Supplied passage:
Moreover, notwithstanding significant biological, and more specifically: physiological, differences part of which are not only organic, such as, most prominently, genitals, but also result in different hormone balances and levels, females have already demonstrated that they can be as competent as, or even more so than, males.
The third group, having come into existence more recently, argues for the point that it were no longer females being oppressed by (Western) society (or males, for that matter), but vice versa: males, they allege, are, as a consequence of feminism, oppressed by females, so that now they had to fight for their rights and equal treatment.
The arguments presented by this group are at best superficially plausible, yet any deeper analysis reveals them as not only unconvincing but also based upon a misconstrual of the principle ideas of feminism. Feminism is not, at least in most of its variants, the ambition to replace patriarchy by matriarchy, that is to say, to replace male dominance by female dominance. The basic idea and ideology of feminism is that both sexes ought to have the same rights and be treated equally. Man’s Rights advocates maintain that feminism had actually robbed males of basic human rights. Thus, they interpret, for example, cases of divorce in which females keep the children away from their fathers as a direct consequence of feminism. Doing this, setting aside the analysis of their baisc claim for the moment, they tend to forget to differentiate those cases in which a mother needs to keep her children away from their father because he may endanger them, since, for instance, he drinks heavily, beats them, is a criminal, and so forth, from those in which a mother may do this out of pure spite. Of course there may be actual problems as to this, yet what Man’s Rights advocates aver is obviously exaggerated.

Work request A: Condense the paragraph of the feminism passage that begins "The arguments presented by this group" into a bulleted list that keeps its main facts.
Work request B: What does the feminism passage identify as the basic idea of feminism?

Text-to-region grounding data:
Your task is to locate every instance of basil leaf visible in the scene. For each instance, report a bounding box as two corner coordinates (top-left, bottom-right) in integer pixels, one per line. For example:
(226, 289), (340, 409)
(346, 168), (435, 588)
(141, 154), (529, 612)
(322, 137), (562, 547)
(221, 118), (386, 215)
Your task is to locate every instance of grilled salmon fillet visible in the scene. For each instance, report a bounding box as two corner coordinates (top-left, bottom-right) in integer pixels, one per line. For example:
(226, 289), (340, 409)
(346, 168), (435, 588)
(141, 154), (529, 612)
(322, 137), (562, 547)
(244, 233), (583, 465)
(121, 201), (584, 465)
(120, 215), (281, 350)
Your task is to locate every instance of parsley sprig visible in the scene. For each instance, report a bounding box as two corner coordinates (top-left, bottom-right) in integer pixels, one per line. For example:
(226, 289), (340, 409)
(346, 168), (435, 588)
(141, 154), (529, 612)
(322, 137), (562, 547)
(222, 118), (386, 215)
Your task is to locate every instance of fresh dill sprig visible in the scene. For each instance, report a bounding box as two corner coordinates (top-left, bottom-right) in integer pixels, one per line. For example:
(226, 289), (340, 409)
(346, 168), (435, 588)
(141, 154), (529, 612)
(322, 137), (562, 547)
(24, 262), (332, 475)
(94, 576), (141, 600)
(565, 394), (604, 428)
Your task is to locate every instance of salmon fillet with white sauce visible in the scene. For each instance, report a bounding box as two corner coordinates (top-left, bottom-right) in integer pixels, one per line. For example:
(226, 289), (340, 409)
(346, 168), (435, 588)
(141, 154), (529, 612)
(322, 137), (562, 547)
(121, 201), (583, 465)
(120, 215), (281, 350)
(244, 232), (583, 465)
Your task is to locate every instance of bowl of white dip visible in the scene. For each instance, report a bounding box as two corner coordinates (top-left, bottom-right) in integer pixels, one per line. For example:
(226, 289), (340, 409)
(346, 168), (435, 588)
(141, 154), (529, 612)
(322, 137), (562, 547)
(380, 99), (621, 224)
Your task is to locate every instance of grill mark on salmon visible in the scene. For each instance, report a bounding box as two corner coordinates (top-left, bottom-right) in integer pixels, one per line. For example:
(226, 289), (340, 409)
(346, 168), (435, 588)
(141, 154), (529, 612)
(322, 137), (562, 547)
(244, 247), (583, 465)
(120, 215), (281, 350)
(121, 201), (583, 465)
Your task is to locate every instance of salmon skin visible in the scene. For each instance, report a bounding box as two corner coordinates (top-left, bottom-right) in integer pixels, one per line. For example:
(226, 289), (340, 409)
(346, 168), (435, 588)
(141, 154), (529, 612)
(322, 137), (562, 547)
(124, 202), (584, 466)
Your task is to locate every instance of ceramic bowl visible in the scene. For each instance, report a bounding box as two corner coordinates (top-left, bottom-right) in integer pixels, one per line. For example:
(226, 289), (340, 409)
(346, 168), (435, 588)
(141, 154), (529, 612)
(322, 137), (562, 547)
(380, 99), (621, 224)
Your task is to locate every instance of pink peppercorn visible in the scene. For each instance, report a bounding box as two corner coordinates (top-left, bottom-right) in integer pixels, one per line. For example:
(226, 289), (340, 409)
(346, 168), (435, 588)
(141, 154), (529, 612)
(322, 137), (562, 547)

Reply A:
- This group's arguments are at best superficially plausible. Deeper analysis shows them to be unconvincing and based on a misconstrual of feminism's main ideas.
- In most of its variants, feminism does not seek to replace patriarchy with matriarchy, that is, male dominance with female dominance.
- The basic idea of feminism is that both sexes should have the same rights and be treated equally.
- Man's Rights advocates maintain that feminism has robbed males of basic human rights. For example, they treat divorces in which mothers keep children away from their fathers as a direct consequence of feminism.
- They fail to separate two kinds of cases. In some, a mother must keep the children from a father who may endanger them, for instance because he drinks heavily, beats them, or is a criminal. In others, she acts out of pure spite.
- Actual problems may exist, but these advocates' claims are obviously exaggerated.

Reply B: The basic idea is that both sexes ought to have the same rights and be treated equally.